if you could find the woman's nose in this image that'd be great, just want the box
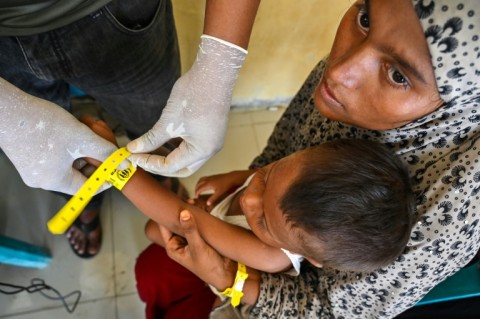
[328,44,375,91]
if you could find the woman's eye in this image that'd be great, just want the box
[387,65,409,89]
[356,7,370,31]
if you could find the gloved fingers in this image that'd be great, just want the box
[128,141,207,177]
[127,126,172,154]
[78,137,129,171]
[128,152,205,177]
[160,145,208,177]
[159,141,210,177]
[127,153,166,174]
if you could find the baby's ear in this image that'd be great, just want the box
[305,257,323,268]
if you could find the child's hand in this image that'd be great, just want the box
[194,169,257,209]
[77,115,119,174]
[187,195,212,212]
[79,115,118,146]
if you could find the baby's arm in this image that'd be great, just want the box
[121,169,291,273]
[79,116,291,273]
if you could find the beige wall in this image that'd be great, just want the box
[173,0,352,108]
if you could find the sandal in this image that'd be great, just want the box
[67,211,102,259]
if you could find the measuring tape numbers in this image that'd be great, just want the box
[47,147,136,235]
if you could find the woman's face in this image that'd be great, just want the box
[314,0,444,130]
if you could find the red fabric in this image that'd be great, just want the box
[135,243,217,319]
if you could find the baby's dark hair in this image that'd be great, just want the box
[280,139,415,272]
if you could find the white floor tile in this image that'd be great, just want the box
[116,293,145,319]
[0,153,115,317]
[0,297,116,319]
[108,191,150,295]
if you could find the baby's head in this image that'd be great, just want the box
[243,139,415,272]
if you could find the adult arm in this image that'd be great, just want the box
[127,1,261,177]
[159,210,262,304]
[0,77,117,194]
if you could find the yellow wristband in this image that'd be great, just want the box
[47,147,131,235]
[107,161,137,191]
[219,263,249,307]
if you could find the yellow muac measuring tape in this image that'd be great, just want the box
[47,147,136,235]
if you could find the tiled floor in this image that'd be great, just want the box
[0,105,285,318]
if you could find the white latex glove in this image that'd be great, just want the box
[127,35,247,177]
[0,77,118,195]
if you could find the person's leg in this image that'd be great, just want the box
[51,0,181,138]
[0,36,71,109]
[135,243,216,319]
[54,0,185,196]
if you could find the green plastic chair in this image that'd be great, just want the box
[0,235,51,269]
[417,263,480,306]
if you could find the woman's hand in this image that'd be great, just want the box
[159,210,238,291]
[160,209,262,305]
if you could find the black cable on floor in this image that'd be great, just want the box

___

§ **Required work**:
Could you restate every entry above word for word, leaving out the pictures?

§ **Solution for this exercise**:
if you could find the woman's nose in this image that'd be great, just want the box
[328,44,375,91]
if you could find the woman's eye in this image that'd be great, just want the box
[387,65,409,89]
[356,7,370,31]
if you could find the gloved fingers in this image that'd be great, just want the box
[128,141,207,177]
[127,126,172,154]
[78,137,129,171]
[128,152,205,177]
[160,145,208,177]
[159,141,210,177]
[127,153,166,174]
if you could find the baby's ear in this image that'd be great, just want the box
[305,257,323,268]
if you could find the child's hand in this image that'd be great, just want the box
[194,169,257,209]
[77,115,119,174]
[187,195,212,212]
[79,115,118,146]
if you could find the baby's arm in this image that'd be great, just want the box
[121,169,291,273]
[79,116,291,273]
if you could find the beige wall in this image that'd be great, just want the box
[173,0,352,108]
if you could find the sandal in this image that'd be great, just want the box
[67,211,102,259]
if you could find the measuring tape numbers in this image that'd be great, just want the box
[47,147,136,235]
if you could find the woman's face in this image that'd be great, just want the box
[314,0,444,130]
if you could find the red fabric in this image that'd be great, just want the box
[135,243,217,319]
if you could find the baby's dark hair in this image that'd be great, just want the box
[280,139,415,272]
if you could find the white floor tile in this image that'd be great, just want the box
[116,293,145,319]
[0,153,115,317]
[0,297,116,319]
[108,191,150,295]
if you could find the baby's head in this image that'd be great, just want the box
[243,139,415,272]
if you could find the adult arm in this image that'd be great, just want the box
[127,1,261,177]
[159,210,262,304]
[0,77,117,194]
if you could find the yellow wristband in this image that'd be great, just want the box
[47,147,131,235]
[107,161,137,191]
[219,263,249,307]
if you could find the yellow muac measuring tape in this image that'd be great, just want the box
[47,147,136,235]
if you could find the tiled floor in this image that'd be great, just want the box
[0,105,285,318]
if you could find the white latex glove in this image that'd be great, just want the box
[127,35,247,177]
[0,77,118,195]
if you could find the person's leg in this image that'd be great, just want the box
[51,0,181,138]
[0,36,71,109]
[135,243,216,319]
[54,0,185,196]
if you could find the green plastic chair in this image that'd be great, just want the box
[0,235,51,269]
[417,263,480,306]
if you could find the woman's hand in this image that'd be great, just want the box
[159,210,238,291]
[160,209,262,305]
if you could find the black cable on floor in this image that'd be great, just want the box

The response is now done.